TEXTO:
......
A
la busca de Proust
Vestía botines de charol, guantes blancos, chistera, pajarita y un lirio en el ojal de la levita. Un esnob de modales refinados. Un señorito ocioso y distinguido, algo excéntrico, raro, que llevó una vida regalada de salones, balnearios y cenas en el Ritz, de madrugada, donde todos los camareros le conocían por su nombre. Un mundo, el suyo, de habanos con vitola, de propinas que excedían el salario mínimo, y noches en la ópera, en el que, quien más quien menos, mandaba a planchar sus camisas a Londres, en barco.
Tenía unos ojos oscuros que alguien calificó de persas
—como los gatos—, algo almendrados, el pelo dividido por una raya y un bigote
que a ratos era azul, de puro negro, y otras raleaba, despeluchado y lacio,
como el de un consejero chino de alto rango.
......
EN QUÉ CONSISTE: Continúa el texto sobre Proust a partir de su última frase, con el mismo tono y estilo.

DATOS PROPORCIONADOS:
......
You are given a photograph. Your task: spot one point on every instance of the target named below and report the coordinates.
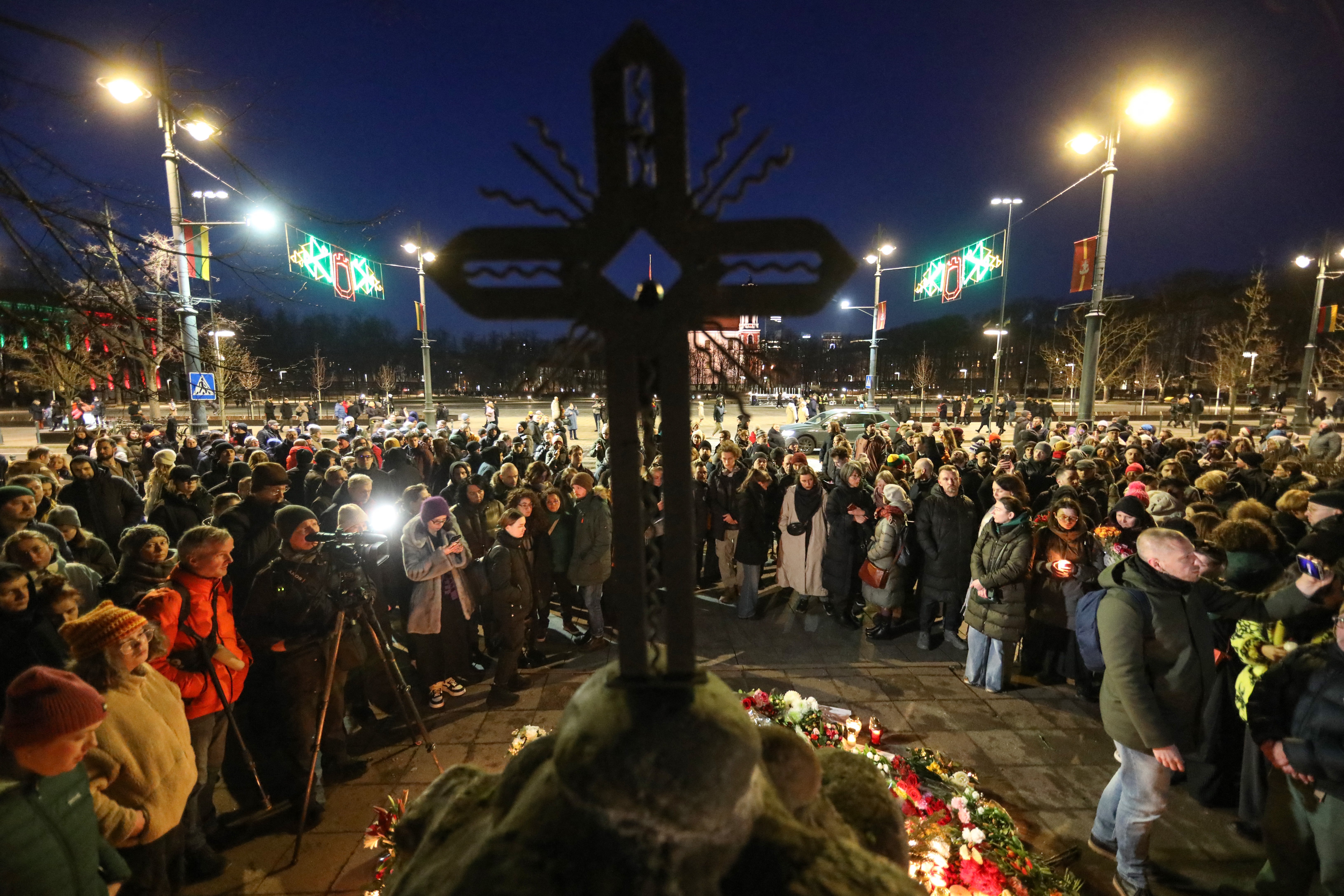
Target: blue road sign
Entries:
......
RESULTADO:
Fue, claro, un niño caprichoso, criado entre algodones
y suelos de tarima, chimeneas de mármol, y casas que ya en aquel entonces
tenían ascensor y gas en cada piso, y doncella y lacayo, y dinteles de yeso.
Así que durante tiempo, mucho, vivió sin más preocupación que salir a la calle
a deshora, ya anochecido, una vez que el polvo del pavimento se hubiera posado
y no agravara su asma. Eso y las inversiones, casi siempre ruinosas, porque
solo compraba, con poético instinto financiero, los valores de aquellas
compañías cuyos nombres le gustaban: «El Ferrocarril de Tanganika», «Las minas
de oro australianas», «La compañía del comercio del Oriente».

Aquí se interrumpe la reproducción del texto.